- SOURCE PASSAGE
Physicists Have a Distorted Sense of History

In the January 2001 issue of APS News, Morton K. Brussel took issue with Freeman Dyson's characterization of religion as a force for building community, citing the Taliban in Afghanistan and other famous cases of religious abuse of citizens as his reason.

The actions of the Taliban don't represent the power of religion by itself. The aim of the Taliban is to build a religious state, to tie all secular political power to religious authority. Most if not all of the ugly abuses of citizens by religious organizations in the history of the world - the witch hunts, the Crusades, the violent struggles between Catholics and Protestants, the persecution of native religions by conquering colonial forces, the Taliban, etc, came about because secular political power was tied to religious authority.

When religion and state power are combined, then the religion is, of course, going to get exactly as violent as the furtherance and maintenance of state power requires it to be. Because religion is not some external force field put upon the world, but a human adaptive enterprise that can be adapted and fitted to many functions - as is also true with science.

Why are the Taliban so violent, when the Koran preaches peace and justice? Any religious group that succeeds in securing and maintaining state power in a violent land is going to have adapted their religious belief system so that it supports the violence needed to achieve that state power.

The founding fathers and mothers of America were right to value a separation of religion and state to the extent that they would lay down their precious fragile human lives fighting for it on the bloody field of battle. That was a very wise commitment on their parts, because it led to a great flowering of religious thought unburdened by the needs of furthering and maintaining the power of the state.

This was good for religion, not bad. This is one reason why American are so religious. Because we vastly improved Western religion by unhooking it from the burdens and temptations of state power.

But at whose feet can we lay the horrific abuses of the Stalinist and Maoist regimes?

The aim of Marxism-Leninism was to create a state based not upon religion, but on science. Marxist-Leninists deeply believed that there was a rational, scientific way to engineer an economy, and a rational, scientific way to engineer the lifestyles and belief systems of everyone under their state power, into one rational scientific whole.

But these idealistic scientific socialists committed atrocities numbering in the millions. These were purely rational atheist atrocities, and a large percentage of the victims were religious followers who refused to renounce their religious faith in the name of scientific socialist atheism.

By the way, Lenin himself came from a physics family. His father was a student of Lobachevsky, his brother studied physics before he was executed for terrorism against the Tsarist state, and the original career plan of young Vladimir Ulyanov was to study physics, possibly under Lobachevsky as well.

(Saved entries)
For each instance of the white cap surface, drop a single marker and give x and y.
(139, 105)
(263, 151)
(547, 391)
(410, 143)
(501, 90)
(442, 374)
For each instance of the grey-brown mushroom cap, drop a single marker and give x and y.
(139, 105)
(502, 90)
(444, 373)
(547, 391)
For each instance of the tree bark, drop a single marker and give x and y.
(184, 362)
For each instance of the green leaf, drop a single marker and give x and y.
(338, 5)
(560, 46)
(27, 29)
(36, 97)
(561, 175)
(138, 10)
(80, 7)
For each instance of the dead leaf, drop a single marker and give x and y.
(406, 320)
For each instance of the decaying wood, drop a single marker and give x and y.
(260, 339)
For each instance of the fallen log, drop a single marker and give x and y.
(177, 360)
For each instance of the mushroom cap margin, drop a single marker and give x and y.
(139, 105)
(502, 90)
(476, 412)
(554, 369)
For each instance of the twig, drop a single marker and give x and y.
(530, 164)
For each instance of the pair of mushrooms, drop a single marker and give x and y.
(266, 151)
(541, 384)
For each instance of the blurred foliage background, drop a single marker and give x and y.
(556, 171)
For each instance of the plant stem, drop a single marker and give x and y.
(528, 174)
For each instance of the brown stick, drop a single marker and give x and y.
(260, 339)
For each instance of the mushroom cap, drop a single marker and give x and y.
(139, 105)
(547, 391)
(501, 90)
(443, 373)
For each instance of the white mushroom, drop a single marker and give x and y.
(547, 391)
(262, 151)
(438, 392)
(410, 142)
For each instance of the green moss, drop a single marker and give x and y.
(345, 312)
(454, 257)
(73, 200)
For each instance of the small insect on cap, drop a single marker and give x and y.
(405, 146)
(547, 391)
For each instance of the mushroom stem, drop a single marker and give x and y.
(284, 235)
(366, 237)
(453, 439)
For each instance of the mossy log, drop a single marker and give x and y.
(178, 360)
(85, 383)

- OBJECTIVES
(1) Condense the paragraph of the source passage that opens with "The actions of the Taliban don't represent" into two shorter sentences, keeping its main facts.
(2) Arrange everything in the listing from the line containing "For each instance of the blurred" down to the end of the listing as a Markdown table with the columns No. and Text. Give each line its own numbered row and leave out blank lines.

- RESULTS BY TASK
(1) The Taliban's actions don't show the power of religion alone, since their aim is a religious state that ties all secular political power to religious authority. Most if not all of history's ugly religious abuses of citizens arose from that same tie: the witch hunts, the Crusades, the violence between Catholics and Protestants, colonial persecution of native religions and the Taliban.

(2)
| No. | Text |
|---|---|
| 1 | For each instance of the blurred foliage background, drop a single marker and give x and y. |
| 2 | (556, 171) |
| 3 | For each instance of the plant stem, drop a single marker and give x and y. |
| 4 | (528, 174) |
| 5 | For each instance of the brown stick, drop a single marker and give x and y. |
| 6 | (260, 339) |
| 7 | For each instance of the mushroom cap, drop a single marker and give x and y. |
| 8 | (139, 105) |
| 9 | (547, 391) |
| 10 | (501, 90) |
| 11 | (443, 373) |
| 12 | For each instance of the white mushroom, drop a single marker and give x and y. |
| 13 | (547, 391) |
| 14 | (262, 151) |
| 15 | (438, 392) |
| 16 | (410, 142) |
| 17 | For each instance of the green moss, drop a single marker and give x and y. |
| 18 | (345, 312) |
| 19 | (454, 257) |
| 20 | (73, 200) |
| 21 | For each instance of the small insect on cap, drop a single marker and give x and y. |
| 22 | (405, 146) |
| 23 | (547, 391) |
| 24 | For each instance of the mushroom stem, drop a single marker and give x and y. |
| 25 | (284, 235) |
| 26 | (366, 237) |
| 27 | (453, 439) |
| 28 | For each instance of the mossy log, drop a single marker and give x and y. |
| 29 | (178, 360) |
| 30 | (85, 383) |